## BEGIN EXTRACTED RECORDS

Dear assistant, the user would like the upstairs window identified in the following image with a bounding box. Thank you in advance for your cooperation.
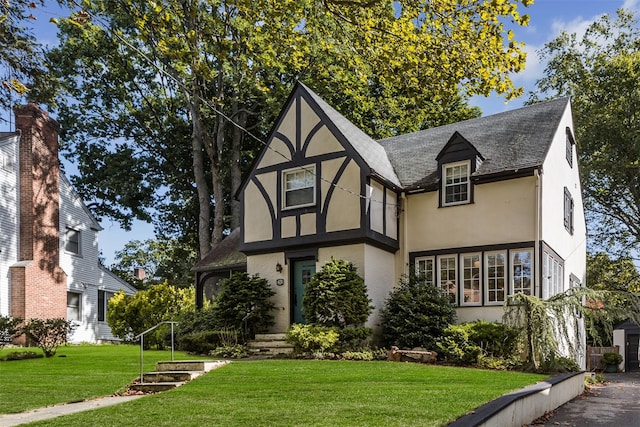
[566,128,575,167]
[64,228,80,255]
[564,187,573,234]
[283,166,316,208]
[442,160,471,206]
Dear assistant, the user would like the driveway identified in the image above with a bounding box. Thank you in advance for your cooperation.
[532,372,640,427]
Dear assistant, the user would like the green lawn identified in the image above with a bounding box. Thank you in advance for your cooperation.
[0,346,545,427]
[0,345,208,414]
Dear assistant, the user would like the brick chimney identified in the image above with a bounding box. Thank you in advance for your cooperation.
[10,103,67,328]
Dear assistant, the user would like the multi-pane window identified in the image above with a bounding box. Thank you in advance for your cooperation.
[542,251,564,298]
[564,187,573,234]
[416,257,435,285]
[485,252,507,304]
[511,249,533,295]
[64,228,80,254]
[67,292,82,321]
[98,290,114,322]
[283,166,316,208]
[438,255,458,304]
[462,254,482,305]
[442,161,471,206]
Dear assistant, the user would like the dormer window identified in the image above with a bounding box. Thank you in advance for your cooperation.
[282,166,316,209]
[442,160,471,206]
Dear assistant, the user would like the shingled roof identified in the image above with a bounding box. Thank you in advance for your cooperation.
[378,98,569,189]
[192,228,247,271]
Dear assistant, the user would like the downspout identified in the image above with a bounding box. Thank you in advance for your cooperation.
[400,191,409,275]
[533,169,542,298]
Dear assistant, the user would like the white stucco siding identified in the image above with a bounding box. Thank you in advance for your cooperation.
[540,104,586,290]
[406,177,536,252]
[0,136,19,316]
[247,252,291,332]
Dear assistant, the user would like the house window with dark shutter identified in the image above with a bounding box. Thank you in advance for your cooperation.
[282,166,316,209]
[64,228,80,255]
[442,160,471,206]
[564,187,573,234]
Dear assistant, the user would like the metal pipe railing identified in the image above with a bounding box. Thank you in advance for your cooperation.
[133,321,178,384]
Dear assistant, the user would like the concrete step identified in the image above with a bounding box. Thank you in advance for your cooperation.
[138,371,203,383]
[129,382,184,393]
[255,332,286,341]
[156,360,229,372]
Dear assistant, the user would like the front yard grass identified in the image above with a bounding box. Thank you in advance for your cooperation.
[0,346,546,427]
[0,345,208,414]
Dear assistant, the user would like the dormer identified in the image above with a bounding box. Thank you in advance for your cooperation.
[436,131,484,207]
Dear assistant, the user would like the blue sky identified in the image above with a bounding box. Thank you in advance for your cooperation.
[6,0,640,265]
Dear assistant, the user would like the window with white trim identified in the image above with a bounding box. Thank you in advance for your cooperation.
[460,253,482,305]
[438,255,458,304]
[442,160,471,206]
[484,251,507,305]
[98,290,114,322]
[510,249,533,295]
[64,228,80,255]
[282,166,316,208]
[415,257,435,285]
[542,251,564,299]
[564,187,573,234]
[67,292,82,321]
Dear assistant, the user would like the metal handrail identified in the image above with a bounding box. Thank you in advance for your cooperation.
[133,320,179,384]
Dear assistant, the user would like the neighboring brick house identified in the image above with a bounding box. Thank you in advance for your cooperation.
[0,104,135,342]
[214,83,586,359]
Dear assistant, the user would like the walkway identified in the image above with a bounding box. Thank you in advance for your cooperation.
[0,395,143,427]
[532,372,640,427]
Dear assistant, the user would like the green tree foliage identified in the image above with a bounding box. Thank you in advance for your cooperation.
[212,273,275,338]
[302,258,373,329]
[110,239,197,289]
[0,0,55,109]
[537,10,640,255]
[587,252,640,346]
[503,287,640,370]
[22,319,77,357]
[107,283,195,347]
[49,0,532,257]
[381,275,456,350]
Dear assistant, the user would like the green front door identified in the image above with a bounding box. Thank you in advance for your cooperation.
[291,259,316,323]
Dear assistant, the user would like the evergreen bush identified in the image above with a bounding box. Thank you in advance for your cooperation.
[381,275,456,350]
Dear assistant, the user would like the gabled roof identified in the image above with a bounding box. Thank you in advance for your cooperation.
[378,98,569,189]
[298,83,400,186]
[192,228,247,271]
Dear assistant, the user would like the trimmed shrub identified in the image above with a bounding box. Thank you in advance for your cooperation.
[285,323,339,353]
[0,316,22,349]
[212,272,275,339]
[302,258,373,328]
[381,275,456,349]
[22,319,76,357]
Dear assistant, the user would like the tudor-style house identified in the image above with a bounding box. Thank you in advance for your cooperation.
[221,83,586,358]
[0,104,135,342]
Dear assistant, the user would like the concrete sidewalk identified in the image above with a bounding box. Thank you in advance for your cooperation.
[532,372,640,427]
[0,395,144,427]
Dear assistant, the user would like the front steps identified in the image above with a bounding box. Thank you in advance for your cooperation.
[247,333,293,356]
[129,360,229,393]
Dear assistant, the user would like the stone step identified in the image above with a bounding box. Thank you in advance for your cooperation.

## END EXTRACTED RECORDS

● EXERCISE AIM
Resize the part of the records that opens with the line containing "Dear assistant, the user would like the concrete sidewalk" and closes with the final line of the records by writing out every one of its lines again, the wording lines included. Multiply each bounding-box coordinate in the answers by 1.2 and round it to a whole number, with halves rounded up.

● REPLY
Dear assistant, the user would like the concrete sidewalk identified in the image above with a bounding box. Thank you in advance for your cooperation.
[638,446,768,512]
[0,474,173,512]
Dear assistant, the user would like the front steps identified in the image above with a bounding box. Thank you in advance for your cooperation.
[296,400,352,427]
[155,432,275,472]
Dear assistant, the user would like the stone step identified in the image above with a bounding box. Thank you in advance for your cooperation.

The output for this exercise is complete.